◆ DATASET EXCERPTS ◆
----------

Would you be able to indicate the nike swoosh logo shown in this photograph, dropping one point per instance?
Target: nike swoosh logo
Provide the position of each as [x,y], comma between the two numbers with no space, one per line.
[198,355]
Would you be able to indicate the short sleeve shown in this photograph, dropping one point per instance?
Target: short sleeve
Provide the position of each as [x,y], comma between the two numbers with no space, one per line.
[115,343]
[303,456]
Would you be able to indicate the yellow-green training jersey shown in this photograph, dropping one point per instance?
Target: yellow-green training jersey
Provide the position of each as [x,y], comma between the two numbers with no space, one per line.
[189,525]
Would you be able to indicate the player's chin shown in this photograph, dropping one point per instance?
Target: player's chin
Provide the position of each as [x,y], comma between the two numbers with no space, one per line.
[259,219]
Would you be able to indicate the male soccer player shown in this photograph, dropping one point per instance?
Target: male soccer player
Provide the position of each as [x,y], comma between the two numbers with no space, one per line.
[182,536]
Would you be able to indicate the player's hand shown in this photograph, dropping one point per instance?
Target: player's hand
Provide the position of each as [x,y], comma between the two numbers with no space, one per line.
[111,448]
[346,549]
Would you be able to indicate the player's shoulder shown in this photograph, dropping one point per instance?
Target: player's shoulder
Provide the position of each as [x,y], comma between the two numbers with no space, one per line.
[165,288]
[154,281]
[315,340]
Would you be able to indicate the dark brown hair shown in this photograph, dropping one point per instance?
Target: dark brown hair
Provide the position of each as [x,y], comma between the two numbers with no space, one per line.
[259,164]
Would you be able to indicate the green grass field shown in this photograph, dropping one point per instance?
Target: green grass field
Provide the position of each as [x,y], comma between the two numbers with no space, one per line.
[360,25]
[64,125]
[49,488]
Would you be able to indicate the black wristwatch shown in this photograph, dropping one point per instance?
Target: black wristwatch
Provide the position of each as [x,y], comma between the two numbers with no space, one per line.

----------

◆ WHAT IS NEEDED ◆
Reproduce the listing from the line containing "Would you be able to indicate the dark" through its last line, requests included, and shift every number in the answer coordinates up by 10.

◆ WRITTEN ANSWER ◆
Would you be able to indicate the dark brown hair shown in this photograph, dropping one point per instance?
Target: dark brown hair
Provide the position of each as [x,y], comma between the two numbers with no space, one per line.
[269,174]
Would you be able to indicate the green grass field shown in this photograph, dropping one point per instance?
Target: green grass field
Provide the position of each as [x,y], comma between the two numbers with no space, one per line.
[370,35]
[74,135]
[59,498]
Would you be able to indicate the black wristwatch shown in this photograph, dropping one point per instance?
Target: black wristwatch
Provide the position of each as [x,y], comma between the two numbers with no space, one per line.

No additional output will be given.